__GOAL OF THE EXERCISE__: Find each line in the material below that contains the string "block" and copy those lines out in full.

☆ ☆ ☆ ☆ ☆

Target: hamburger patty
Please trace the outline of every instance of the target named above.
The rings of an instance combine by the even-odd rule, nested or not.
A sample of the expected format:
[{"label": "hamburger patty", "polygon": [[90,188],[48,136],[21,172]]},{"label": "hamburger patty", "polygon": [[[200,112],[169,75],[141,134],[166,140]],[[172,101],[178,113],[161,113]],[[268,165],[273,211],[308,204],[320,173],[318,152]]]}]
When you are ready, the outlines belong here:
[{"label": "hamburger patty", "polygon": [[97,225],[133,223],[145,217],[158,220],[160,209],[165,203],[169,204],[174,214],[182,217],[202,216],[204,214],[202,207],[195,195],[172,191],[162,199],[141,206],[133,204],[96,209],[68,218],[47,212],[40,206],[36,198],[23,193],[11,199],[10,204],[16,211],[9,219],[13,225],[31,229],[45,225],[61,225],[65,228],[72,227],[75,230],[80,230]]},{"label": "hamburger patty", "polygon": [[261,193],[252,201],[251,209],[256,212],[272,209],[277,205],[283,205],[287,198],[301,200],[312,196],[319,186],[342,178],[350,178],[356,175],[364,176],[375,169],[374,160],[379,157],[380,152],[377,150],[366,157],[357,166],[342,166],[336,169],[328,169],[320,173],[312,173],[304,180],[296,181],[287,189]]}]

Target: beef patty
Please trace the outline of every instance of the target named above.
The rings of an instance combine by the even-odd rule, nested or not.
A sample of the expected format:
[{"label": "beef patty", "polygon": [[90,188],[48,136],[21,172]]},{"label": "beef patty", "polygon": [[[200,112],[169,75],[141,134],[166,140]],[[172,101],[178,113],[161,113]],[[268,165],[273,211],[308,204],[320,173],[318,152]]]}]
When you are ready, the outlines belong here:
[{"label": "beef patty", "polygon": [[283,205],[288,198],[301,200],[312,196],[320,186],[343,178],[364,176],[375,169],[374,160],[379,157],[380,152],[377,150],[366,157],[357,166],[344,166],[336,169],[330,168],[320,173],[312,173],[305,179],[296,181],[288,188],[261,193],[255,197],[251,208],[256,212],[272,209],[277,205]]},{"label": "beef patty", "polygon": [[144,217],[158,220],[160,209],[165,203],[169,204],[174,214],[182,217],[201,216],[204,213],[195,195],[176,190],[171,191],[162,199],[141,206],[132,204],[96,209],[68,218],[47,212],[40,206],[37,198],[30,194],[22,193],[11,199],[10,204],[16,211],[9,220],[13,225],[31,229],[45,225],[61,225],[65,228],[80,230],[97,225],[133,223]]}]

☆ ☆ ☆ ☆ ☆

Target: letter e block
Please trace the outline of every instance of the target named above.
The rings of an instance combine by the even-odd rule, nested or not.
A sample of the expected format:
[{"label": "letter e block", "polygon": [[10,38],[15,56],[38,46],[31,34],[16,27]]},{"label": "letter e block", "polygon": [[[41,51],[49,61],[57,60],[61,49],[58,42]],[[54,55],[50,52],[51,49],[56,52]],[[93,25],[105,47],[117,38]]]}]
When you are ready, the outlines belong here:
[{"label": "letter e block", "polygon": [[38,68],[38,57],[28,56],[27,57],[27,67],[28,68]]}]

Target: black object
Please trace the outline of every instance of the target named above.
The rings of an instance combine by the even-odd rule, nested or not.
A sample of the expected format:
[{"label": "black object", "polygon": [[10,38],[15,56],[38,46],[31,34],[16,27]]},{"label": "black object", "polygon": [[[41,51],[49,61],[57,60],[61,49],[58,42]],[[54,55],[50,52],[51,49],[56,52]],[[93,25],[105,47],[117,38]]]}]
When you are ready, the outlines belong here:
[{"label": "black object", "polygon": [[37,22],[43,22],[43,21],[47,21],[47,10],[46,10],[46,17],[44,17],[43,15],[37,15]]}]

☆ ☆ ☆ ☆ ☆

__RIGHT ANSWER__:
Target: letter e block
[{"label": "letter e block", "polygon": [[10,38],[15,56],[38,46],[31,34],[16,27]]},{"label": "letter e block", "polygon": [[[41,51],[49,61],[57,60],[61,49],[58,42]],[[54,55],[50,52],[51,49],[56,52]],[[93,25],[105,47],[117,38]]]}]
[{"label": "letter e block", "polygon": [[38,68],[38,57],[28,56],[27,57],[27,67],[28,68]]}]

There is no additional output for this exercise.